◆ WORK REQUIRED:
Please repeat all of the listing exactly.

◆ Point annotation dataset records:

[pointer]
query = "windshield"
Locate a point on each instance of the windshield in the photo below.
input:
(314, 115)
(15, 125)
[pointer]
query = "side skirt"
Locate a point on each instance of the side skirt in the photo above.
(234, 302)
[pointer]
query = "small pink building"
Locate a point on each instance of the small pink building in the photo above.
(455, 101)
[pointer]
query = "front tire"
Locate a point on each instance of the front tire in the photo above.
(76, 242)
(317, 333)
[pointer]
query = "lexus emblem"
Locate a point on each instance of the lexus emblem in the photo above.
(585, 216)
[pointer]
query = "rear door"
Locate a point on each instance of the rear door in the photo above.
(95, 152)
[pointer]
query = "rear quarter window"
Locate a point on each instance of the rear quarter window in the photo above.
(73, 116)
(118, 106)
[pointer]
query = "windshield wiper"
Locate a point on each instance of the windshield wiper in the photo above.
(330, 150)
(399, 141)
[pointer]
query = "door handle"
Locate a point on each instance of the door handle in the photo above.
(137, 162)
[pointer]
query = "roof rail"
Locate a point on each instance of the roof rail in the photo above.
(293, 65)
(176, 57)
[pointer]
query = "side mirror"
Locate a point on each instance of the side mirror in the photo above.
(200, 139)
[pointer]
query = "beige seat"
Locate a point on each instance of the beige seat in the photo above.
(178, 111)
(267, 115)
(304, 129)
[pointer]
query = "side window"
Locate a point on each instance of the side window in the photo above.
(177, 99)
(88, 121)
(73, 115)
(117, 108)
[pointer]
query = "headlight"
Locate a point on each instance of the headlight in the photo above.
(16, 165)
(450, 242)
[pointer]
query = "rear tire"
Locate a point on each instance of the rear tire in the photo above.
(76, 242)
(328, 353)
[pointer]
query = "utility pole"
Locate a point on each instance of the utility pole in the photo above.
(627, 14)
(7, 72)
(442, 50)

◆ ANSWER BELOW:
[pointer]
query = "windshield"
Locate a point on each instance of the windshield in the photo below.
input:
(314, 115)
(15, 125)
[pointer]
query = "side skirt"
Locate a point on each instance of the side skirt in the photo above.
(234, 302)
[pointer]
query = "small pink building"
Locate a point on each instance of the small pink building in the photo above.
(455, 101)
[pointer]
query = "front tire"
Locate a point on each instance of the front tire in the photo above.
(76, 242)
(317, 333)
[pointer]
query = "lexus emblem"
Locate a point on each instance of the lexus emblem in the photo above.
(585, 216)
[pointer]
query = "rear door"
Locate a point on each instance of the rear door in the photo above.
(95, 152)
[pointer]
query = "rear quarter window"
Locate a point on each instance of the rear quarter window in the photo above.
(73, 116)
(118, 106)
[pointer]
query = "windshield wiper"
Locate a point on each instance of the windshield wiper in the photo above.
(330, 150)
(399, 141)
[pointer]
query = "door handle"
Locate a point on each instance of the door handle in the photo above.
(137, 162)
[pointer]
query = "roof rail"
Locate a point on each instance of the roof rail in the photo above.
(293, 65)
(176, 57)
[pointer]
query = "side mirror"
Locate a point on each instance of the side mirror in the photo above.
(200, 139)
[pointer]
query = "beige seat"
Locate a point on each instance of the beige seat in the photo above.
(178, 111)
(267, 115)
(304, 129)
[pointer]
query = "side window"
Locate a point on each instance of the side window in the photo above.
(177, 99)
(88, 121)
(73, 115)
(117, 108)
[pointer]
query = "headlight"
Locate a point on each instance of the headlight in the photo above.
(16, 165)
(450, 242)
[pointer]
query = "rear tire"
Locate a point on each instance of the rear tire in the photo above.
(76, 242)
(328, 353)
[pointer]
query = "utility pole"
Locate a point on each instance of the utility pole in the photo above.
(627, 14)
(7, 72)
(442, 50)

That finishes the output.